§ **EXCERPT**:
◇ ◇ ◇ ◇ ◇

M E R I D I A N M A G A Z I N E
Dr. Kimberly Johnson teaches creative writing at Brigham Young University and was the featured poet of last month’s column, a review of her first book of poems, Leviathan with a Hook, published in 2002 by Persea Books. She is also a recipient of the Eisner Prize in Poetry, the Merton Prize for Poetry of the Sacred, and a Creative Writing Fellowship from the National Endowment of the Arts. The following interview explores several themes of her book and her approach to poetry.
MERIDIAN: At the outset of Leviathan with a Hook you invoke the Book of Job with an epigraph that identifies the title’s allusion: “Canst thou draw out leviathan with a hook?” This is a richly layered allusion, set in that section of Job, which embodies God’s great interrogation of humanity. You pose the question in the epigraph and would then seem to try to answer that question with your poems. How do you see your poems responding to the question?

◇ ◇ ◇ ◇ ◇

§ **WRITTEN PROBLEM 1**:
Answer these questions on the interview excerpt:
(a) Which publisher released Leviathan with a Hook, and in what year?
(b) At which university does Kimberly Johnson teach creative writing?
(c) What question does the epigraph of Leviathan with a Hook quote?

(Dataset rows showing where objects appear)
◇ ◇ ◇ ◇ ◇

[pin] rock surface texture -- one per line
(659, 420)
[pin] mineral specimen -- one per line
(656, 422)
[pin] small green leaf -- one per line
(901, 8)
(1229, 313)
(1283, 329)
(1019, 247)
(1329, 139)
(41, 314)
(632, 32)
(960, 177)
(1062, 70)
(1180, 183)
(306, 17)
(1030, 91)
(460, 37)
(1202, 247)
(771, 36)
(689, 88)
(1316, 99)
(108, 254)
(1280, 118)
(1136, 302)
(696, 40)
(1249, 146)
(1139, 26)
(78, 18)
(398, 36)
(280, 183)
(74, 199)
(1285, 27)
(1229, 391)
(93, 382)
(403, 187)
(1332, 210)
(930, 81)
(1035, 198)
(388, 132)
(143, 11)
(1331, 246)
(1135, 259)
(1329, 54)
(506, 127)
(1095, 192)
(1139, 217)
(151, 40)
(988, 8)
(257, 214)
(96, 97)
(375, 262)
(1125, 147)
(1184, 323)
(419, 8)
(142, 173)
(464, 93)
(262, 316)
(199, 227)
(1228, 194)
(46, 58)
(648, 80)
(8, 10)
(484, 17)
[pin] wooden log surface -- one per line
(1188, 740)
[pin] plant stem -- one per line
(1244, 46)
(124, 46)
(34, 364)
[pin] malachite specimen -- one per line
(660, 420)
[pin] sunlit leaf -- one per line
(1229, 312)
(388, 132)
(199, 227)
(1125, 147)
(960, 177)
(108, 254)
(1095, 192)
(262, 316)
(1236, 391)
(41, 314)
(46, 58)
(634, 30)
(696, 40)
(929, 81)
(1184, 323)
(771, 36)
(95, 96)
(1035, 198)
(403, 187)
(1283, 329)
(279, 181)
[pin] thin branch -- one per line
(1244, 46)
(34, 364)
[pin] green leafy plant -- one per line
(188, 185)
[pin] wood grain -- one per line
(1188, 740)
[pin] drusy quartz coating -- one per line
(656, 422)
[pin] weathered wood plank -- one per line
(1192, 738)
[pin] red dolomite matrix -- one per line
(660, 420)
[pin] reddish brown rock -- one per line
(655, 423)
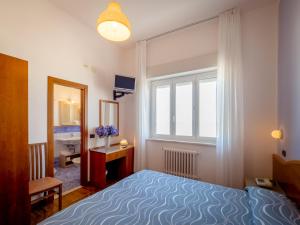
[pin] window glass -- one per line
(184, 109)
(163, 110)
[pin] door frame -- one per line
(83, 126)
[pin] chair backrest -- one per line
(38, 157)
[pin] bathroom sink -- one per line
(69, 140)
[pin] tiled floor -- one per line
(43, 210)
(70, 176)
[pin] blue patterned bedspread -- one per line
(153, 198)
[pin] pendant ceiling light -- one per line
(113, 24)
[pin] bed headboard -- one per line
(287, 174)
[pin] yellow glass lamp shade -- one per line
(276, 134)
(124, 143)
(113, 24)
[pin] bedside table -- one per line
(251, 182)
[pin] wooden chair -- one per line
(39, 182)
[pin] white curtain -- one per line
(142, 103)
(230, 129)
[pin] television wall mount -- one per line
(119, 94)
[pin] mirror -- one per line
(69, 113)
(109, 113)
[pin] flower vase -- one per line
(107, 142)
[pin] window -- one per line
(184, 108)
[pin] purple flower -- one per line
(105, 131)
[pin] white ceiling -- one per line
(152, 17)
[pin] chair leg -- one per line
(60, 197)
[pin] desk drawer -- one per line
(116, 155)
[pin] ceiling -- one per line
(152, 17)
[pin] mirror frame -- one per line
(100, 111)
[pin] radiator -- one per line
(181, 162)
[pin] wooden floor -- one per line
(43, 210)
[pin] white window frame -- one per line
(195, 78)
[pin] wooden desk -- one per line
(251, 182)
(117, 161)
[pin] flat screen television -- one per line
(124, 84)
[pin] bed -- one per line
(154, 198)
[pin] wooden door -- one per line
(14, 172)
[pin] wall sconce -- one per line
(276, 134)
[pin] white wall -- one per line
(289, 78)
(259, 44)
(259, 37)
(56, 44)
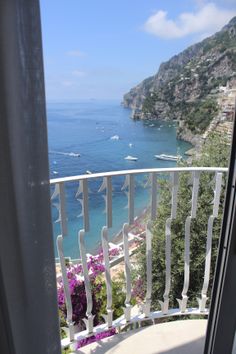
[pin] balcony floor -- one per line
(178, 337)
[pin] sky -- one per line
(100, 49)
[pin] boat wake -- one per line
(73, 154)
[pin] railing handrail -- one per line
(136, 171)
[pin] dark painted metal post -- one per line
(28, 308)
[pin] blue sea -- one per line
(86, 127)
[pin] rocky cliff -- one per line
(185, 86)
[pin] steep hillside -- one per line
(184, 87)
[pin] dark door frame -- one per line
(28, 299)
(222, 318)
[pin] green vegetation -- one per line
(199, 114)
(215, 153)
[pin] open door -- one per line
(222, 318)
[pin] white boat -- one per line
(115, 137)
(167, 157)
(74, 154)
(131, 158)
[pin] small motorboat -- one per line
(74, 154)
(167, 157)
(131, 158)
(115, 137)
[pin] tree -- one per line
(215, 153)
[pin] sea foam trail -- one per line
(73, 154)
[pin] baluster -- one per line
(131, 198)
(66, 287)
(105, 247)
(83, 189)
(216, 202)
(154, 196)
(147, 305)
(89, 320)
(165, 304)
(59, 191)
(109, 201)
(183, 301)
(128, 306)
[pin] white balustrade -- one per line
(82, 195)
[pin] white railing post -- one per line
(128, 306)
(105, 247)
(83, 189)
(69, 315)
(89, 320)
(183, 301)
(216, 203)
(175, 183)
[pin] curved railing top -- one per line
(136, 171)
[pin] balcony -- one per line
(183, 334)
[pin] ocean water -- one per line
(86, 127)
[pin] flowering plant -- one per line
(78, 295)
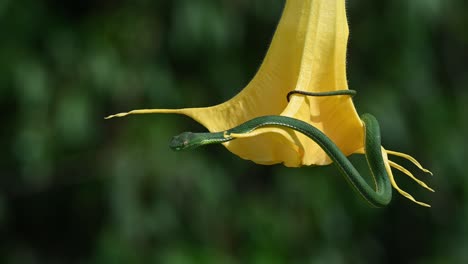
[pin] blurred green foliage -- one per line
(77, 189)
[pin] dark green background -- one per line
(75, 188)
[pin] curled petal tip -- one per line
(116, 115)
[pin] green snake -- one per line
(378, 198)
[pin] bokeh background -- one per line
(75, 188)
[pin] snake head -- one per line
(184, 141)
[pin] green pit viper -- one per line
(378, 198)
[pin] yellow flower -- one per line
(307, 53)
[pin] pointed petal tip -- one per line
(116, 115)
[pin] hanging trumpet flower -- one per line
(306, 63)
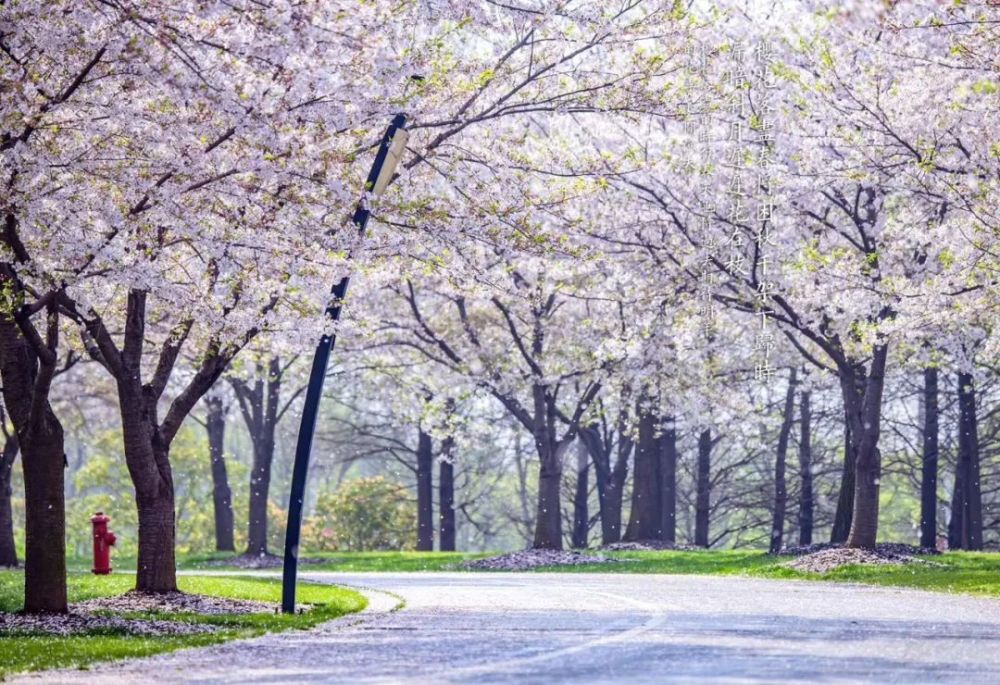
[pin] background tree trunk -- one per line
(928, 481)
(610, 479)
(548, 520)
(805, 470)
(8, 551)
(965, 529)
(581, 518)
(446, 496)
(425, 492)
(781, 456)
(703, 498)
(668, 482)
(222, 496)
(866, 416)
(845, 499)
(259, 407)
(644, 518)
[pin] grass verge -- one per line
(967, 572)
(976, 573)
(32, 652)
(356, 561)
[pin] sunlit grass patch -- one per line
(35, 652)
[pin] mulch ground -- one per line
(825, 557)
(103, 615)
(533, 558)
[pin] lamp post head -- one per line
(394, 146)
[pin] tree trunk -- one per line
(965, 529)
(259, 406)
(215, 425)
(704, 489)
(928, 481)
(581, 518)
(40, 436)
(548, 521)
(805, 470)
(610, 480)
(668, 482)
(866, 418)
(845, 500)
(645, 517)
(781, 457)
(425, 493)
(155, 567)
(8, 551)
(446, 497)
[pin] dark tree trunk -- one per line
(146, 440)
(805, 470)
(928, 481)
(845, 500)
(645, 516)
(425, 493)
(26, 382)
(866, 418)
(703, 497)
(668, 482)
(581, 518)
(156, 567)
(8, 551)
(780, 460)
(222, 497)
(965, 529)
(148, 462)
(610, 479)
(548, 519)
(446, 496)
(259, 407)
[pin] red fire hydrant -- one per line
(103, 539)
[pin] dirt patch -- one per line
(833, 557)
(174, 602)
(533, 558)
(887, 548)
(98, 615)
(75, 623)
(644, 546)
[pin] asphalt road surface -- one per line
(595, 628)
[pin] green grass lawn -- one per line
(27, 652)
(355, 561)
(968, 572)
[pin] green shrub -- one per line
(362, 515)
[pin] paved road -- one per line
(550, 628)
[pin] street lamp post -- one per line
(386, 160)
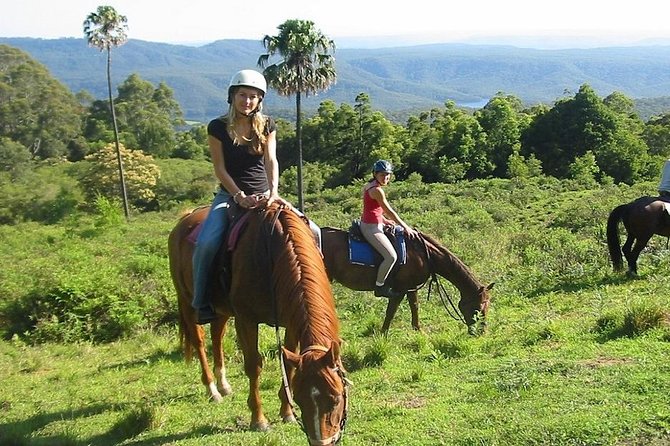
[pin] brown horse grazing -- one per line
(425, 258)
(279, 279)
(642, 218)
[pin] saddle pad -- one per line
(362, 253)
(231, 238)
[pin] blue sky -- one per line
(422, 21)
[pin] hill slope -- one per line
(397, 79)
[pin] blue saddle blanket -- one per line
(362, 253)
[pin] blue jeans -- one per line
(207, 245)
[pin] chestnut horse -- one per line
(425, 258)
(642, 218)
(279, 279)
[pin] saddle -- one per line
(362, 253)
(238, 221)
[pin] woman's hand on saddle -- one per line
(251, 201)
(279, 200)
(411, 232)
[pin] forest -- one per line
(46, 130)
(574, 353)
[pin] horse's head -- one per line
(475, 309)
(320, 389)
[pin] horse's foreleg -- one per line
(412, 299)
(218, 331)
(205, 373)
(391, 309)
(286, 410)
(634, 254)
(247, 336)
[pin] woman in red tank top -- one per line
(376, 210)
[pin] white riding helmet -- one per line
(247, 78)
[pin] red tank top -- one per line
(372, 210)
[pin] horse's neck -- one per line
(309, 308)
(316, 326)
(447, 265)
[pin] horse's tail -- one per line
(613, 242)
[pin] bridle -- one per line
(339, 370)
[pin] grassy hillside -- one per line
(397, 79)
(574, 354)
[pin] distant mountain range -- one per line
(397, 79)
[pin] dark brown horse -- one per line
(278, 278)
(425, 258)
(642, 218)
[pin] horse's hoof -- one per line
(225, 390)
(260, 427)
(631, 274)
(288, 419)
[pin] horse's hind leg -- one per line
(218, 331)
(412, 299)
(627, 249)
(391, 309)
(634, 254)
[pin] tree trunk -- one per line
(298, 132)
(122, 178)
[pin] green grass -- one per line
(574, 354)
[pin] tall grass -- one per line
(574, 354)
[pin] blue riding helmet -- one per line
(382, 166)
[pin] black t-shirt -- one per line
(247, 169)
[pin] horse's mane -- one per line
(300, 279)
(455, 265)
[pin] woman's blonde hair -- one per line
(258, 136)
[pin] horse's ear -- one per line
(291, 358)
(333, 355)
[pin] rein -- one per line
(282, 366)
(445, 299)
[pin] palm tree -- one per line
(105, 29)
(306, 66)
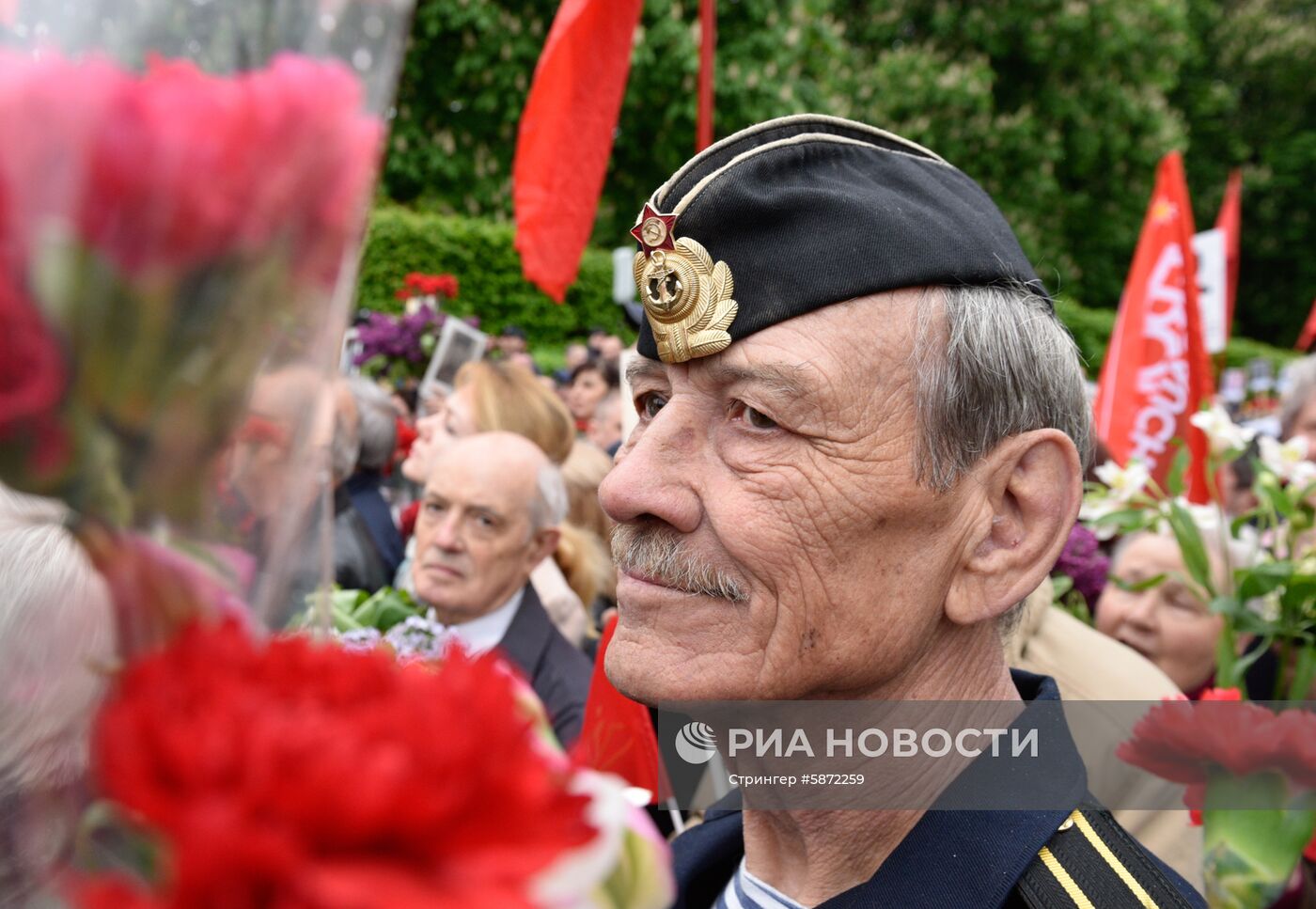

◇ ◇ ◇ ◇ ◇

§ **WRITTEN PROBLEM 2**:
Rewrite the records from the line containing "[pin] blue riding helmet -- one per line" up to and including the last line of the records, adding 120 to each coordinate value in the answers. Leave the pictures out of your answer.

§ **FULL OUTPUT 1**:
(a) Persea Books, in 2002.
(b) Brigham Young University.
(c) "Canst thou draw out leviathan with a hook?"

§ **FULL OUTPUT 2**:
[pin] blue riding helmet -- one per line
(502, 286)
[pin] black t-shirt -- one per line
(367, 289)
[pin] horse's mane -- one per line
(420, 399)
(575, 385)
[pin] woman's blonde hair -- one per line
(378, 256)
[pin] horse's ear -- one per line
(411, 478)
(453, 475)
[pin] rein -- one per line
(402, 486)
(565, 419)
[pin] palm tree -- one per line
(225, 149)
(426, 186)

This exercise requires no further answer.